Directive: Reproduce, verbatim, the lines of the records running from the line that contains "Would you kindly pick out the blue flower" through the end of the records, both ends included.

Given records:

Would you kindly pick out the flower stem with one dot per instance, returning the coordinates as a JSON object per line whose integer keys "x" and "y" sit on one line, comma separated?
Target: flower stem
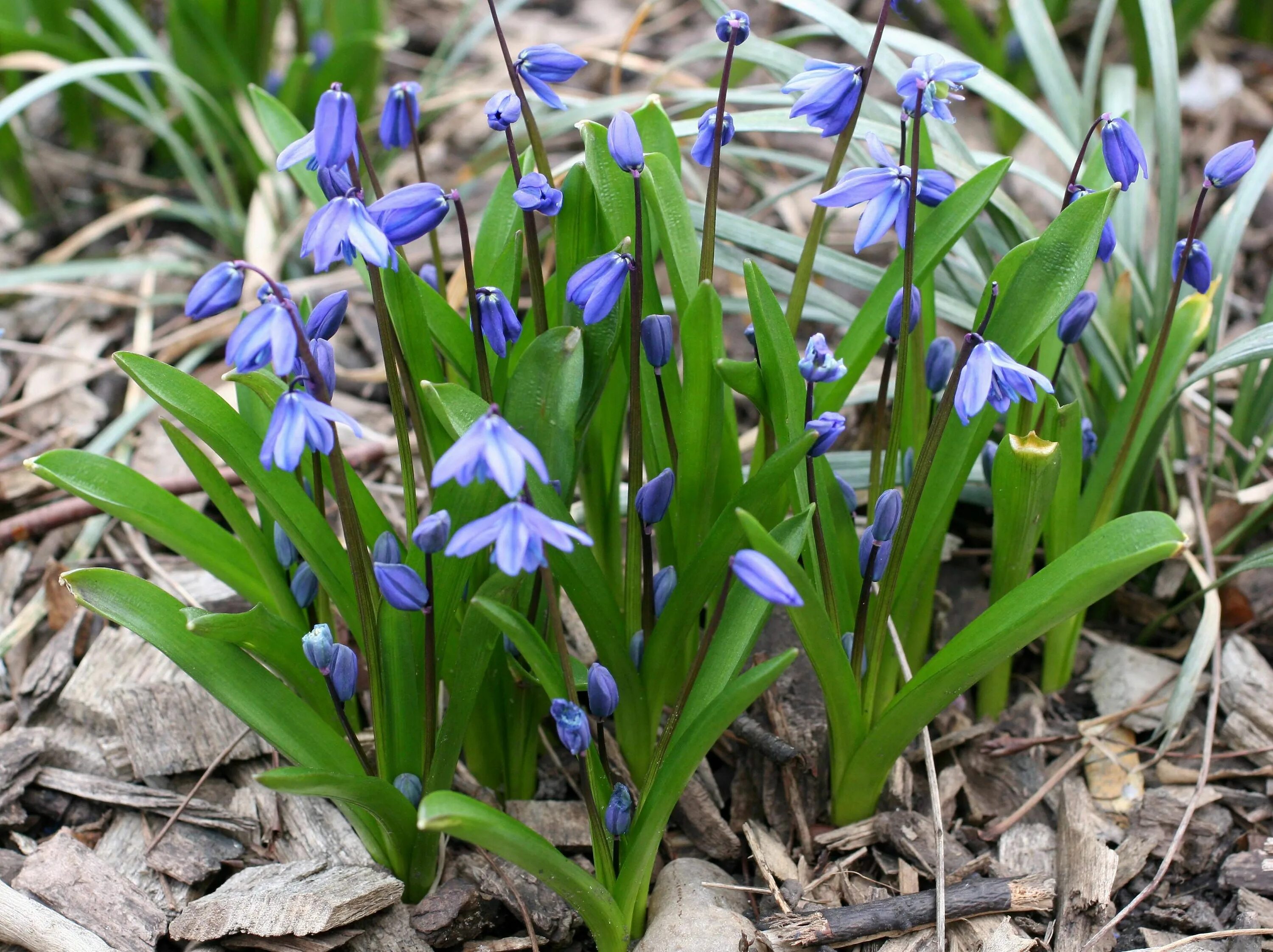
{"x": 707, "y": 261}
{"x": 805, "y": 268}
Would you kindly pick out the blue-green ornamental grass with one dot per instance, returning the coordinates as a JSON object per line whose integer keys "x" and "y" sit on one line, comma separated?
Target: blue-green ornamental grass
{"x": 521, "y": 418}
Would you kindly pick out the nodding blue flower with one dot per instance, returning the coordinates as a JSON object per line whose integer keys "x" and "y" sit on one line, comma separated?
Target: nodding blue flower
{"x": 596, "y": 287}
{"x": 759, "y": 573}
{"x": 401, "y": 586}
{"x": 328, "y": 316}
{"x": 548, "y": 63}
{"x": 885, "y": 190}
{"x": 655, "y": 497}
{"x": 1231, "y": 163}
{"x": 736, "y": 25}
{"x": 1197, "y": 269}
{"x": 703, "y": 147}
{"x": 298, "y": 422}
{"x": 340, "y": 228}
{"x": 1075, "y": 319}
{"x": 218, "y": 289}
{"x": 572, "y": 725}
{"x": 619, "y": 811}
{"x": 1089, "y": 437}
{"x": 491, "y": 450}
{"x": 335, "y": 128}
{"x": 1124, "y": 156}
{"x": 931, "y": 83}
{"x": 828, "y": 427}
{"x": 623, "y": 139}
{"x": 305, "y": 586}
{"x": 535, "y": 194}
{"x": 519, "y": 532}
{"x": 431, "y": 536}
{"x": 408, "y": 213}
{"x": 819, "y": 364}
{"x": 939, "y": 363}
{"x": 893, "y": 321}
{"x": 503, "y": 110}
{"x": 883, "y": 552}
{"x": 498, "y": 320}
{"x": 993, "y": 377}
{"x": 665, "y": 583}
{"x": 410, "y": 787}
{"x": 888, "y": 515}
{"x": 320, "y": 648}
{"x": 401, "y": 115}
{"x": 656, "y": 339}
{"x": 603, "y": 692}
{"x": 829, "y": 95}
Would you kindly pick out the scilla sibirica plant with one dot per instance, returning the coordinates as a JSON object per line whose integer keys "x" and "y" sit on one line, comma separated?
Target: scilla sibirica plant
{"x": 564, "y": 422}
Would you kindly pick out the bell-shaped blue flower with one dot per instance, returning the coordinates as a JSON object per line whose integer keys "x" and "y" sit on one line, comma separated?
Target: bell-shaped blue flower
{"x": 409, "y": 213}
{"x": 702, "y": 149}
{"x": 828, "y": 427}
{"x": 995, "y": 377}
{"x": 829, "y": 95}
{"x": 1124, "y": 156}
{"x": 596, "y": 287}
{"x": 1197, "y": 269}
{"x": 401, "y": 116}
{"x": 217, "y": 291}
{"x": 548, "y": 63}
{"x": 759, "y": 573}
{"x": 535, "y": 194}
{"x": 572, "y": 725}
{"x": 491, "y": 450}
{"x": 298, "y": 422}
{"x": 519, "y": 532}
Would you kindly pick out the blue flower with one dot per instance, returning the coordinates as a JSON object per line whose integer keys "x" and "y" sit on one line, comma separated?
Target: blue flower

Result for this exercise:
Would you kindly pick out the blue flower with one dot per instance, returning the coordinates as a JSON object per line whose integer keys "x" and "y" sit on one line, comma separated?
Target: blue flower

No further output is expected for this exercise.